» Texte étudié
******

Le droit tunisien de la concurrence suit les normes internationales relatives aux programmes de clémence, mais aucune demande de clémence n’a été soumise jusqu’à aujourd’hui, et ce depuis leur mise en place il y a plus de vingt ans. Pour que des programmes de clémence fonctionnent, le risque de détection et de sanctions sérieuses doit être élevé, ce qui ne semble pas être le cas en Tunisie. La répression des ententes en Tunisie est encore limitée et certaines décisions relatives aux ententes ont été rendues sans qu’aucune amende ne soit imposée, au détriment de leur effet dissuasif.
L’adoption de programmes de conformité sur la concurrence ne relève pas d’une pratique courante en Tunisie, quelle que soit la taille de l’entreprise. L’application limitée de la loi, l’absence de lignes directrices et de répartition claire des rôles et des tâches entre la DGCEE et le Conseil de la concurrence en matière de sensibilisation aux règles de concurrence ne facilite pas la promotion et l’adoption de programmes de conformité par les entreprises tunisiennes.
Principales recommandations
Afin de renforcer davantage le cadre de la politique de concurrence dans l’esprit des meilleures pratiques ayant fait leurs preuves au niveau international, la présente analyse propose un certain nombre d’améliorations à apporter à la pratique relative aux lignes directrices sur la concurrence.
Un projet de lignes directrices sur les concentrations a déjà été préparé par les autorités tunisiennes de la concurrence, ce qui donne à penser que cette question devrait continuer d’être au centre de leurs préoccupations à court terme. La priorité devrait être donnée aux lignes directrices sur la méthode utilisée pour fixer le montant des amendes dans un second temps, puis aux lignes directrices sur les programmes de clémence et de conformité.
Contrôle des concentrations
Il conviendrait que la version actuelle du projet de lignes directrices sur le contrôle des concentrations prenne en compte les éléments suivants avant sa soumission pour consultation aux parties prenantes :
En l'absence de mise en œuvre de la recommandation de l’Examen par les pairs visant à transférer au Conseil de la concurrence la responsabilité du contrôle des concentrations, veiller à ce que le Conseil de la concurrence et la DGCEE adoptent une approche plus coordonnée de l'évaluation des concentrations.
Préciser les modalités d’évaluation de la concurrence en fonction de la nature de l’opération (concentrations horizontales ou non horizontales).
Fournir des éléments supplémentaires concernant la définition du marché, ce qui est particulièrement pertinent étant donné que l’un des seuils de notification est fondé sur un test basé sur les parts de marché.
Préciser la nature du test économique pertinent utilisé pour évaluer les concentrations, afin d'assurer un examen cohérent et transparent des opérations.
Détailler davantage les modalités de définition des mesures correctives, notamment au moyen d’exemples plus descriptifs.

******

» Données étudiées
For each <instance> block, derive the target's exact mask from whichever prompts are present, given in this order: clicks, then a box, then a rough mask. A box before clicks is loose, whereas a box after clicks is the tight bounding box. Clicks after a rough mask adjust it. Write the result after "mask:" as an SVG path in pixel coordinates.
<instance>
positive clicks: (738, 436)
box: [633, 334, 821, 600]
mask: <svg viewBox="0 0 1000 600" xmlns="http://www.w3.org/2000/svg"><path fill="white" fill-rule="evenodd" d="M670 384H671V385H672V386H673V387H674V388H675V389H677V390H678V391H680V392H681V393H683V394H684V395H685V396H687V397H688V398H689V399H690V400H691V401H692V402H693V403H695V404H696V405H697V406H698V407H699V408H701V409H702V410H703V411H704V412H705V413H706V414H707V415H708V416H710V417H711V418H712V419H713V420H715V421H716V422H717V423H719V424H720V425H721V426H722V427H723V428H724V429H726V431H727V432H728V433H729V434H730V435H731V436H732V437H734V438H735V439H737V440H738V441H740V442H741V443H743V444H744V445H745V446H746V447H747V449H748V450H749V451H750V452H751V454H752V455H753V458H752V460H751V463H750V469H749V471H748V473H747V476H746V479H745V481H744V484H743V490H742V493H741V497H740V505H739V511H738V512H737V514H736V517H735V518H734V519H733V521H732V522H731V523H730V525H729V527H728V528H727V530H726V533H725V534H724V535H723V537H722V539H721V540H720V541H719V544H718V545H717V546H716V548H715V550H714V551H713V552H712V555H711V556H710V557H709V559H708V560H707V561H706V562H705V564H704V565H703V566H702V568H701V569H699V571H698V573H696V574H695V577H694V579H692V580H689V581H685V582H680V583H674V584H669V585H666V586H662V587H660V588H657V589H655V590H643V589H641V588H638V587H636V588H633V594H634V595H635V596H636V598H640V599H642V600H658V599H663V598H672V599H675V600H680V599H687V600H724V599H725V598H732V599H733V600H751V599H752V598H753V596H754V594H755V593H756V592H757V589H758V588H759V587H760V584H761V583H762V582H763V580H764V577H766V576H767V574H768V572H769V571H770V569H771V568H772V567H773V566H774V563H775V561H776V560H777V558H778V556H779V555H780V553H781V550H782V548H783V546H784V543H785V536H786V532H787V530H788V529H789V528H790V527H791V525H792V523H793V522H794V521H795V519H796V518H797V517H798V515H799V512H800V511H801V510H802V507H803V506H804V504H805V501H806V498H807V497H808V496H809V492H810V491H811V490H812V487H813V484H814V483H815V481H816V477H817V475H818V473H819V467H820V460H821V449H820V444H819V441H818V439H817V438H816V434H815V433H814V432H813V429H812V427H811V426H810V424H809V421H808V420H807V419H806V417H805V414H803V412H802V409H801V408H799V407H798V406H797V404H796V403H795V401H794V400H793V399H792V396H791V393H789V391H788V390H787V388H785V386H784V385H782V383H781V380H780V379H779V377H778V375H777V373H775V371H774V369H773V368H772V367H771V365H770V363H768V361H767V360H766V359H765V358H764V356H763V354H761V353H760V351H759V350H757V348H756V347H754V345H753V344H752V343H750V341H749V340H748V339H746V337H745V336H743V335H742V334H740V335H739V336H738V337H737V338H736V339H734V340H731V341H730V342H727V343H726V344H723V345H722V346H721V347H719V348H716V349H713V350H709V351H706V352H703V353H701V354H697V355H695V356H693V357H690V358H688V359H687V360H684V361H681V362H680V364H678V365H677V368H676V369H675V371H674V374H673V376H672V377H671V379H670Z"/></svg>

******

» Travail demandé
1 – Pouvez-vous recopier le passage du texte étudié qui commence à « Principales recommandations » et se termine à « sur la concurrence. » ?
2 – D'après le texte étudié, que répondez-vous aux questions suivantes ?
(a) Depuis combien de temps les programmes de clémence sont-ils en place en Tunisie ?
(b) Sur quel sujet les autorités tunisiennes de la concurrence ont-elles déjà préparé un projet de lignes directrices ?
(c) Sur quoi l'un des seuils de notification est-il fondé ?

» Réponses
1 –
Principales recommandations
Afin de renforcer davantage le cadre de la politique de concurrence dans l’esprit des meilleures pratiques ayant fait leurs preuves au niveau international, la présente analyse propose un certain nombre d’améliorations à apporter à la pratique relative aux lignes directrices sur la concurrence.

2 –
(a) Depuis plus de vingt ans.
(b) Sur les concentrations.
(c) Sur un test basé sur les parts de marché.